Причиной стала критика — хотя и осторожная — выступления премьерши труппы Фридерики Гензель, которую позволил себе Лессинг. В двадцатом очерке от 7 июля 1767 года, говоря о представлении французской «слезной комедии» «Сения» Франсуазы де Граффиньи, автор заметил, что мастерство Гензель, игравшей героиню пьесы, молодую воспитанницу почтенного Доримона, гораздо выше выбранной ею роли, но он сам, однако, не желал бы «выполнять всего того, что не может выполнять превосходно». Эта фраза критика намекала на властные притязания Гензель, захватывавшей любые, в том числе неподходящие ей роли, только бы прослыть единственной «звездой». Не терпящая успеха соперниц, Гензель забирала все эффектные роли, хотя многие из них не отвечали ее данным. Однако говорить о том вслух не смели. Нарушив неписаный закон, Лессинг вызвал бурю негодования премьерши. Чтобы подобное не повторилось, критик твердо решил не разбирать игру актеров. Свое намерение Лессинг выполнил. Вот почему дальнейшие три четверти очерков «Гамбургской драматургии» лишены его ценных размышлений об искусстве отечественных исполнителей. Лессингу, активно и плодотворно интересовавшемуся всем, что касалось сцены, выполнить это было нелегко. И все же, боясь подвергнуть жизнь Гамбургской сцены лишним осложнениям, Лессинг вынужден был поступить именно так.
───
### Условие задания
Продолжите текст о Лессинге и «Гамбургской драматургии», начав сразу после его последней фразы. Данные здесь не понадобятся.
───
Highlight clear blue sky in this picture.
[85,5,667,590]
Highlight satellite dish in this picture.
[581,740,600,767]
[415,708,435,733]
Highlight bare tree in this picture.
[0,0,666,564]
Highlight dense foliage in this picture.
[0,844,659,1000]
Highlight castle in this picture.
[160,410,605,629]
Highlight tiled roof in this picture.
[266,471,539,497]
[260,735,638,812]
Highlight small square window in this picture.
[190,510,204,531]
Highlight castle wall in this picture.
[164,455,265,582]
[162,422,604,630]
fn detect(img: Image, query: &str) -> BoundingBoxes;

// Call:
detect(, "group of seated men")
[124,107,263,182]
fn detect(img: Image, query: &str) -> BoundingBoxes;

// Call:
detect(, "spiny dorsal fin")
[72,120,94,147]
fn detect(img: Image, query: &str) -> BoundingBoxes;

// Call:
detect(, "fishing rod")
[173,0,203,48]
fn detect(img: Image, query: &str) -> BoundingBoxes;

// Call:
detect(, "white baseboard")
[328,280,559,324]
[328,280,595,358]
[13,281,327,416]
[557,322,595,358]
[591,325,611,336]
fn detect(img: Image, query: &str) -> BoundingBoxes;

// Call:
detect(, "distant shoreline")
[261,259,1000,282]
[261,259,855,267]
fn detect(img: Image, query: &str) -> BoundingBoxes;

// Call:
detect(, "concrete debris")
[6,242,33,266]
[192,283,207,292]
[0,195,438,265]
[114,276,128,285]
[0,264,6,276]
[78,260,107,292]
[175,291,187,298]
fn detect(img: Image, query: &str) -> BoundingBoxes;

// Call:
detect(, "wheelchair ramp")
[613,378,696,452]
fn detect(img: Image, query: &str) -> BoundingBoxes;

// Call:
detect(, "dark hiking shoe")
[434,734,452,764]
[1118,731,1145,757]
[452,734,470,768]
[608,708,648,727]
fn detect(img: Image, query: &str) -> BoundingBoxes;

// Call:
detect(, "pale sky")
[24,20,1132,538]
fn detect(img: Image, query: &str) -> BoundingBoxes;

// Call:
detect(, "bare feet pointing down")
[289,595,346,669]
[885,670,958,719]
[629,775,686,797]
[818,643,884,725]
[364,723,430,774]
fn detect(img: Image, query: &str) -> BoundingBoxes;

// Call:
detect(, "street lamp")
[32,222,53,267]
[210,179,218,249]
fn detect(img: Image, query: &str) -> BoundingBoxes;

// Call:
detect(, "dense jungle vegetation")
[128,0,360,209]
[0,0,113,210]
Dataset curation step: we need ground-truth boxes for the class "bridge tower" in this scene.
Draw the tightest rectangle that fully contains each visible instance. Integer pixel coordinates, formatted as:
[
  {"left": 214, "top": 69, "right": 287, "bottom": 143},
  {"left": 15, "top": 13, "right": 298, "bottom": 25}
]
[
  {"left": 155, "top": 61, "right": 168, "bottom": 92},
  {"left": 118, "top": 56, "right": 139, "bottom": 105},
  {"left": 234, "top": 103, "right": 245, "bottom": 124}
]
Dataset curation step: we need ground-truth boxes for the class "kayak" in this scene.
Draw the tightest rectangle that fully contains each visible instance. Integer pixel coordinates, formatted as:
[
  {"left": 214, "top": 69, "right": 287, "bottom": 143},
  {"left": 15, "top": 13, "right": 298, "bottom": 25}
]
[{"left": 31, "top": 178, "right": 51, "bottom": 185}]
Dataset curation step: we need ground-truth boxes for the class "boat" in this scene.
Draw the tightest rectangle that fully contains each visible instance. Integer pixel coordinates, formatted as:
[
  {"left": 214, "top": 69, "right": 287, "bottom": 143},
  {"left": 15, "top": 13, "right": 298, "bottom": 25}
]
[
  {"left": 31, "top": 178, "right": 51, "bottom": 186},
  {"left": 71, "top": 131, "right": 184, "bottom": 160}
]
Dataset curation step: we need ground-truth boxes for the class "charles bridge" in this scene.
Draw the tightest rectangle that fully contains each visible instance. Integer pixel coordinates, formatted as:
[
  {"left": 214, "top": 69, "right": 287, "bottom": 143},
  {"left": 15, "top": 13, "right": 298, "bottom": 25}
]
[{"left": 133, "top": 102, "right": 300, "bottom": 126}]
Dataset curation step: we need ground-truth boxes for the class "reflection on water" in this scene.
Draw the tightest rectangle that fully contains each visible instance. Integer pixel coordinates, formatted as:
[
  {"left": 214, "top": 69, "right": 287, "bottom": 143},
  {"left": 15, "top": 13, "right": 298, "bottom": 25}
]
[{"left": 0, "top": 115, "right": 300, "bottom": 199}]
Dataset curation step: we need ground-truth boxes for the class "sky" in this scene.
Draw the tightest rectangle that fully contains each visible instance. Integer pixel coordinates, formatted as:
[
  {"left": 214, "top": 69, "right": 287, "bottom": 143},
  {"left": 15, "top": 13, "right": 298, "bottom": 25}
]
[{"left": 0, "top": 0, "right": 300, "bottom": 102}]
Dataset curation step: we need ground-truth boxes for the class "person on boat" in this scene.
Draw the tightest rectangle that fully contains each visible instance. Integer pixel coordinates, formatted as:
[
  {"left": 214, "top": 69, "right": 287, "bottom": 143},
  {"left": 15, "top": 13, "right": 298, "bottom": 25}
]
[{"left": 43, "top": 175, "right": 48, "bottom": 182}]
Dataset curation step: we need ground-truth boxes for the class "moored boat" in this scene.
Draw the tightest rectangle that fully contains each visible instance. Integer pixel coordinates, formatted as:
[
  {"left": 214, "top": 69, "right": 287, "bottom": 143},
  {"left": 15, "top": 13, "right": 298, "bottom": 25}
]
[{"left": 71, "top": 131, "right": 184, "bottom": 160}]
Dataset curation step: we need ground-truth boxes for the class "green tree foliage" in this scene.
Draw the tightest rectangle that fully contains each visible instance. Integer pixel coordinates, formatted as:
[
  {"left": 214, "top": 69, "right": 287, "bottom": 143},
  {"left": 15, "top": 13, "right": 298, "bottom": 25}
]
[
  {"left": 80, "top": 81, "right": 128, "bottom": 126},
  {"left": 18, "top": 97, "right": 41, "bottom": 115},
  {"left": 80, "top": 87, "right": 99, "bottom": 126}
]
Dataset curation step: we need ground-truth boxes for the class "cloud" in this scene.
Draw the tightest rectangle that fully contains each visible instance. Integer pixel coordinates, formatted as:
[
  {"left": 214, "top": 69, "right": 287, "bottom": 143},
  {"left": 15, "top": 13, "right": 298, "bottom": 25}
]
───
### Результат
Скандал «оскорбленной» Фридерикой Гензель был подготовлен давно. Уже в самом начале работы Лессинга в Гамбурге актриса всячески дискредитировала его как критика. Она и ее приверженцы не уставали распускать всевозможные злоумышленные слухи. Один из них, например, гласил, что Лессинг по-настоящему не знает спектаклей, о которых пишет: почти все время он проводит в буфете и лишь изредка заглядывает на сцену сквозь щель приоткрытой двери партера. Эта и другие подобные небылицы сочинялись не случайно. Актеры — и первая из них Фридерика Гензель — считали, что Лессинг, получающий жалованье от театра, призван восхвалять все постановки и всех актеров. А убедившись, что он критик, чуждый компромиссов, разочаровались и осердились, так как не находили в его рецензиях дифирамбов в свою честь, на появление которых рассчитывали. Вот тут-то версия Гензель о нерадивости Лессинга-критика многим из труппы пригодилась.

В Гамбургском национальном театре имелись, конечно, артисты, достойные серьезного разговора и поддержки. Но анализ их игры именно потому и не появлялся в отзывах Лессинга. Пример — талантливая Сусанна Мёкур, особенно восхищавшая исполнением субреток и жеманниц и превосходившая в том «универсальную» мадам Гензель. Зная коварство гамбургской премьерши, Мёкур сразу же просила Лессинга не разбирать роли, которые играет. Сусанна имела на то основания, и критик не пренебрег ее просьбой. А потому в эссе «Гамбургской драматургии» нет не только оценки игры этой интересной актрисы, но даже ее имени.

С каждым днем разочарование труппы в руководителе нового театра заметно росло. Началось же все просто: после первых репетиций актеры быстро поняли, что директор труппы, литератор Лёвен, не помощник им в делах творческих. Комедианты же привыкли, что с художественными трудностями способен справиться тот, кто сам прошел горнило сцены. Именно он, опытный в театральном деле, смел указывать на просчеты, учить, распекать и подбадривать, именно он должен был служить примером на подмостках и в жизни. Лишь такой руководитель достоин стоять во главе, лишь такого соглашались признать лидером вообще, а новой сцены особенно.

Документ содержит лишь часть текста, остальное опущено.